Durante os dias de folga na duas primeiras semanas de janeiro, foi meu companheiro O Homem que Amava os Cachorros, de Leonardo Padura. Neste romance, o escritor cubano faz um paralelo entre as circunstâncias do assassinato de León Trotski, a mando de Stálin, e a situação em Cuba no início dos anos 1970. Para concluir que o pendor pelo totalitarismo, pela repressão desmedida, acabou por colaborar fortemente para que os sonhos socialistas desmoronassem, seja na União Soviética seja na ilha caribenha. No silêncio do refúgio escolhido para esses dias de folga, foi nascendo uma reflexão: talvez os pendores totalitaristas nas redes sociais estejam agora colaborando de forma parecida para que desmoronem, em vários pontos do planeta, os sonhos de democracia.

Seção de dados

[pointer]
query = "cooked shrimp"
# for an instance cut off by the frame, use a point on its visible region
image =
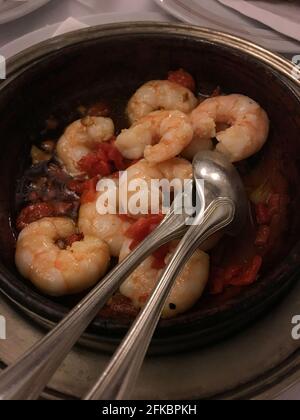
(159, 136)
(186, 292)
(110, 228)
(57, 271)
(80, 138)
(143, 173)
(160, 94)
(248, 125)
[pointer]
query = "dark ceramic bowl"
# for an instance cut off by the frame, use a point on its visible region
(112, 61)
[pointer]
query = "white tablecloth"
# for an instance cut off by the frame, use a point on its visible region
(59, 10)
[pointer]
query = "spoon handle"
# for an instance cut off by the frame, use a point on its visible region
(118, 379)
(26, 379)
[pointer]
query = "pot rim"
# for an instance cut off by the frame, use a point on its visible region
(275, 61)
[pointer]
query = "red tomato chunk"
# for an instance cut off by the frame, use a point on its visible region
(104, 161)
(236, 275)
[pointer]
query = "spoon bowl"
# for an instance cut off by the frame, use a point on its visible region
(221, 180)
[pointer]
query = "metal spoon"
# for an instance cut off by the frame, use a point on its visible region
(226, 207)
(26, 379)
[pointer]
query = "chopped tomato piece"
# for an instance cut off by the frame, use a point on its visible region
(231, 272)
(263, 235)
(77, 237)
(250, 273)
(89, 194)
(183, 78)
(76, 186)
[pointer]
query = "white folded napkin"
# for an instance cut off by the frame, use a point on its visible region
(281, 15)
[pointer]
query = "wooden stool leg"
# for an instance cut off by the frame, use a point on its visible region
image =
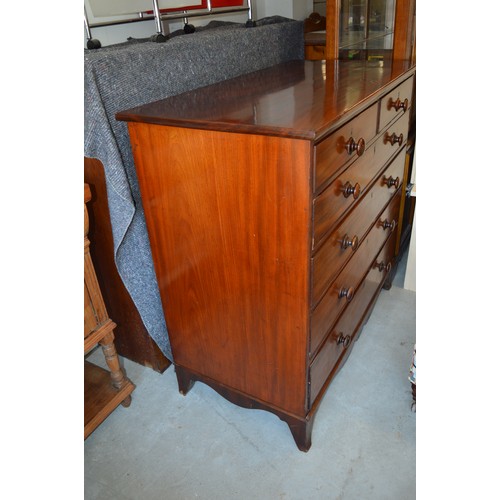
(117, 377)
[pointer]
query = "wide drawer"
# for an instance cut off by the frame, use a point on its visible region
(343, 333)
(347, 189)
(395, 103)
(331, 305)
(345, 240)
(335, 151)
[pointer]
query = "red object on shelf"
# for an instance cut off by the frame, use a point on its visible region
(215, 4)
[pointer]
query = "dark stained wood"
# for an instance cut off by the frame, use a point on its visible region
(299, 112)
(331, 153)
(404, 30)
(226, 233)
(332, 29)
(104, 390)
(326, 298)
(132, 340)
(388, 112)
(354, 317)
(301, 428)
(230, 204)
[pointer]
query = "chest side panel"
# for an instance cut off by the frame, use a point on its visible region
(229, 222)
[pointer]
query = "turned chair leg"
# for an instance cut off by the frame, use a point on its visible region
(118, 378)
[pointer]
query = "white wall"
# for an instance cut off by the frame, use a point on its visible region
(293, 9)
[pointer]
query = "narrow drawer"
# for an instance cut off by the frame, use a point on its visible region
(335, 201)
(331, 305)
(343, 333)
(345, 240)
(334, 151)
(395, 103)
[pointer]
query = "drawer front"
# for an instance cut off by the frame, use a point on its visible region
(391, 141)
(333, 152)
(330, 305)
(335, 200)
(391, 105)
(341, 337)
(340, 246)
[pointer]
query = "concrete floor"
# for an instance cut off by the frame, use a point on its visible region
(167, 446)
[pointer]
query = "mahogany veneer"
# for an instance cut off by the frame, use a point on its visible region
(271, 202)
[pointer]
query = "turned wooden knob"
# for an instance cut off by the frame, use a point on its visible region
(349, 242)
(382, 266)
(391, 181)
(394, 139)
(388, 225)
(399, 104)
(349, 189)
(351, 145)
(345, 341)
(348, 293)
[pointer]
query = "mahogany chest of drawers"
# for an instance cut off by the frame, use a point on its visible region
(271, 202)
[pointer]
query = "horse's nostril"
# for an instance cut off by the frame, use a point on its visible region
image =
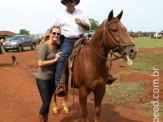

Instrução A
Redigite na íntegra, sem alterar nada, o texto sobre o romance de Leonardo Padura.
Instrução B
Quantas linhas dos registros contêm a palavra "bowl"? Diferencie maiúsculas de minúsculas e responda somente com o número.

Resultado do exercício A
Durante os dias de folga na duas primeiras semanas de janeiro, foi meu companheiro O Homem que Amava os Cachorros, de Leonardo Padura. Neste romance, o escritor cubano faz um paralelo entre as circunstâncias do assassinato de León Trotski, a mando de Stálin, e a situação em Cuba no início dos anos 1970. Para concluir que o pendor pelo totalitarismo, pela repressão desmedida, acabou por colaborar fortemente para que os sonhos socialistas desmoronassem, seja na União Soviética seja na ilha caribenha. No silêncio do refúgio escolhido para esses dias de folga, foi nascendo uma reflexão: talvez os pendores totalitaristas nas redes sociais estejam agora colaborando de forma parecida para que desmoronem, em vários pontos do planeta, os sonhos de democracia.

Resultado do exercício B
2